(Stored data)
§ §
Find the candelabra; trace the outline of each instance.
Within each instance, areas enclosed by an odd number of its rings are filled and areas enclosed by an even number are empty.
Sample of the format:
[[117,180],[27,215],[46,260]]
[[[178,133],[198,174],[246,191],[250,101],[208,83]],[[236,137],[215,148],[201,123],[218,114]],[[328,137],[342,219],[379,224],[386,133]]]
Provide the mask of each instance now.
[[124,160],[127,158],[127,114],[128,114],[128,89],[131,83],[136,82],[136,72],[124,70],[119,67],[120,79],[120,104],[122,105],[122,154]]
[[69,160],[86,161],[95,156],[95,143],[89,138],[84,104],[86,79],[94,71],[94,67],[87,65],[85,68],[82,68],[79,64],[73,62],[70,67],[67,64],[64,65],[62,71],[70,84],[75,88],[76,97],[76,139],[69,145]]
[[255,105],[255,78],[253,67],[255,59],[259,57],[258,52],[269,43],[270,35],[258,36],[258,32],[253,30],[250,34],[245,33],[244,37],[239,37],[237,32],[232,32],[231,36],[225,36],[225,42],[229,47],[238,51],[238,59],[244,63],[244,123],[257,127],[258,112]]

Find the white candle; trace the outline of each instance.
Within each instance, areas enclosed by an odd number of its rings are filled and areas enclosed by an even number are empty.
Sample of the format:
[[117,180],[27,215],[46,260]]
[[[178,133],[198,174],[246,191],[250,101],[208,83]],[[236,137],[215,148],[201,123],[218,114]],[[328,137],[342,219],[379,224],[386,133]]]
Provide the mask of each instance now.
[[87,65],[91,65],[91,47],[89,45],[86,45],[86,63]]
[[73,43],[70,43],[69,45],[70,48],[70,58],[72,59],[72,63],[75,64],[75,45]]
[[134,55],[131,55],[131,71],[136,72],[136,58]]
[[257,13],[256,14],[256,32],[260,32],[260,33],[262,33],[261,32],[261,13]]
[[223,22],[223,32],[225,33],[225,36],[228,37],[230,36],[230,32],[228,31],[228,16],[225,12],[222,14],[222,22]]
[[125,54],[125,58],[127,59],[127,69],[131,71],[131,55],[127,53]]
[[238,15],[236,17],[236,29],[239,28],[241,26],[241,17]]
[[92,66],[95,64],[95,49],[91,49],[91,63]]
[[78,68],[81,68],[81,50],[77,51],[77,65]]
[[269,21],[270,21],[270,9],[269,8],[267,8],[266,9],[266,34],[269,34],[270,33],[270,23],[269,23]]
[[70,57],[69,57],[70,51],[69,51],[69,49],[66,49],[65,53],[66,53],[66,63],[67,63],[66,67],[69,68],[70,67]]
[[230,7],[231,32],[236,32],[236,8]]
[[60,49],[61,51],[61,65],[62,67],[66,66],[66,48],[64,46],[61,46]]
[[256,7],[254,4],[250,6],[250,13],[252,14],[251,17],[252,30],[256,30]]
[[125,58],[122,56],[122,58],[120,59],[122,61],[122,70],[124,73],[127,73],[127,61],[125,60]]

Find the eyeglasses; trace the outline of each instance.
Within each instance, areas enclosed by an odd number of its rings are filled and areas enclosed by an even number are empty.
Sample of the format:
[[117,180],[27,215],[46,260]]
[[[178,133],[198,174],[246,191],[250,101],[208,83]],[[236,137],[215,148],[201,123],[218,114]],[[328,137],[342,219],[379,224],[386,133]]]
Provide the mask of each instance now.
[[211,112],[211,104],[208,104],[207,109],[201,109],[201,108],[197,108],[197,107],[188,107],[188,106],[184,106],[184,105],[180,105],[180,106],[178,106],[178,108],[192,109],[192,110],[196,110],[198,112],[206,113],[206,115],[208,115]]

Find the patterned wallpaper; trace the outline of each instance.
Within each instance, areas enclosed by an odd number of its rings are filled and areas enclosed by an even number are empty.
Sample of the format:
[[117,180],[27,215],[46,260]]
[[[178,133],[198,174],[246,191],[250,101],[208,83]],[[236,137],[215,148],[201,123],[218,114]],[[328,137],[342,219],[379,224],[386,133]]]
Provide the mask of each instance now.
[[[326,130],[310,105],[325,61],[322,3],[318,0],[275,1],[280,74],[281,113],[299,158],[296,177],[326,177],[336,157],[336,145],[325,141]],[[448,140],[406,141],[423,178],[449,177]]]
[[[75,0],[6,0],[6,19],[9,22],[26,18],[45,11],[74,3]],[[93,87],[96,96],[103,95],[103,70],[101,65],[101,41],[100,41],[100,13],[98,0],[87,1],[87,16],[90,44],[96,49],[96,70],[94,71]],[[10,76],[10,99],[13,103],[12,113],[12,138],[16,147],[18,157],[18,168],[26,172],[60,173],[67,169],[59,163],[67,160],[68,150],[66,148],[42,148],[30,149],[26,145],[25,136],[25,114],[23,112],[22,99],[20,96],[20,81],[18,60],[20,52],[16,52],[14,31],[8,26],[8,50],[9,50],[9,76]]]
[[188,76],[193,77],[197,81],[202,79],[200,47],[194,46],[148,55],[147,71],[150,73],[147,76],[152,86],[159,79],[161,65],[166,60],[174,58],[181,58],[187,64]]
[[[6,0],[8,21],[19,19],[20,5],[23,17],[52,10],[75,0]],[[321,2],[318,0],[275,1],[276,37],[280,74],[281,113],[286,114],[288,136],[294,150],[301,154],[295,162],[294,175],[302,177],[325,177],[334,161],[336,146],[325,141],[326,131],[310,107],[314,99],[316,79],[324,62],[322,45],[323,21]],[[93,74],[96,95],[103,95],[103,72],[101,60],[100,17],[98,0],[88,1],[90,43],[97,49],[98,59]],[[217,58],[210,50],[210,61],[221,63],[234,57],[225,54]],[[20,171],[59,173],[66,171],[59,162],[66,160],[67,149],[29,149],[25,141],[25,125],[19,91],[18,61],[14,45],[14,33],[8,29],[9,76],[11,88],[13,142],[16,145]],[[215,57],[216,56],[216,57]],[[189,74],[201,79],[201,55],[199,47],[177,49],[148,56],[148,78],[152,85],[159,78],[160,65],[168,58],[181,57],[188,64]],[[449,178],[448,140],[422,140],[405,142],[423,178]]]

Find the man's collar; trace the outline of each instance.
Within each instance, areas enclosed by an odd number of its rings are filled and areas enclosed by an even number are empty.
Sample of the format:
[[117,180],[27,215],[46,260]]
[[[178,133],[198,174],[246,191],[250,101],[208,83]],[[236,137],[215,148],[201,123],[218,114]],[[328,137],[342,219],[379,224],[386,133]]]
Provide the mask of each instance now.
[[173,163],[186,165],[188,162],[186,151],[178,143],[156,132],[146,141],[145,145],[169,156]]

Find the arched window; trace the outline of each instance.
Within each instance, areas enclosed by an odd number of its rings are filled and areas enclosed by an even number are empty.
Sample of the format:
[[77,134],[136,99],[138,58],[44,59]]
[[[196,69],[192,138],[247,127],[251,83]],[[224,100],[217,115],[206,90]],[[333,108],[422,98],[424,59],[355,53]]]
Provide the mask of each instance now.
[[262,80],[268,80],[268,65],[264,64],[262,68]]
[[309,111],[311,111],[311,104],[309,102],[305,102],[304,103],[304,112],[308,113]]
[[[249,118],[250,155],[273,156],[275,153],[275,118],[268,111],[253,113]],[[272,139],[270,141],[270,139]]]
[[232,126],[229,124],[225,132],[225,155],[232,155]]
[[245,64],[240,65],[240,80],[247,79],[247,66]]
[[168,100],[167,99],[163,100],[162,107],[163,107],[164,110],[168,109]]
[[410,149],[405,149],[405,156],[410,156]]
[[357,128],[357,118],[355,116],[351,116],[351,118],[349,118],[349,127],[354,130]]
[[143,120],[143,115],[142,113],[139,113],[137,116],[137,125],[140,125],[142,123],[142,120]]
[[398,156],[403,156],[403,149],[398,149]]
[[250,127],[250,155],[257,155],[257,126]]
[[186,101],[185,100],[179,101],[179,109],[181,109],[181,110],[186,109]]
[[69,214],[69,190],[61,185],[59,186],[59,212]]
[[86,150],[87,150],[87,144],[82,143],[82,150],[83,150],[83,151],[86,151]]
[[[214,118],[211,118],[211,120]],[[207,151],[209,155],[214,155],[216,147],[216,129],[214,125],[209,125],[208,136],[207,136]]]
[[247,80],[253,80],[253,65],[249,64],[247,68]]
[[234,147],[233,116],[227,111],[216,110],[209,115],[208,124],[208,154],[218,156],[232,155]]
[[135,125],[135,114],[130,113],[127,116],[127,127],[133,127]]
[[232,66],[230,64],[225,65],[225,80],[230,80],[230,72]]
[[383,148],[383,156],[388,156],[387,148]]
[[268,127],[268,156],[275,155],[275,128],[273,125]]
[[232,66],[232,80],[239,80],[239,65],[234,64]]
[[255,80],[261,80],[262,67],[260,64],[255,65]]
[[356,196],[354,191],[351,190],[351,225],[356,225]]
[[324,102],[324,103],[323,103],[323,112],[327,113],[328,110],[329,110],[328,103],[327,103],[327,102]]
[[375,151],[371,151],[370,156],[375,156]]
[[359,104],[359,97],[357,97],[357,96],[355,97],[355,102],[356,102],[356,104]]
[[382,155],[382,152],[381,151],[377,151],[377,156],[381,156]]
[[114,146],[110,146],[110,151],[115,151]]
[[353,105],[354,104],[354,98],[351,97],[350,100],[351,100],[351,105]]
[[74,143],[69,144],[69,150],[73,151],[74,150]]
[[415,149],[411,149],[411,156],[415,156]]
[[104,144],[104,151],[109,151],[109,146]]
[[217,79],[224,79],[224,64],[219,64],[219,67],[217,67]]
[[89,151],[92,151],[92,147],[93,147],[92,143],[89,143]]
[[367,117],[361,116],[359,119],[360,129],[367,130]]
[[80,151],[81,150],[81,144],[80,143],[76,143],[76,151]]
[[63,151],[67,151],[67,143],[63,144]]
§ §
**Activity:**
Search the lines above for the string "Find" and copy each line that has it.

**Reply to the exercise:**
Find the candelabra; trace the outline of each instance.
Find the white candle; trace the outline of each instance.
Find the eyeglasses; trace the outline of each instance.
Find the patterned wallpaper; trace the outline of each instance.
Find the man's collar; trace the outline of each instance.
Find the arched window; trace the outline of each instance.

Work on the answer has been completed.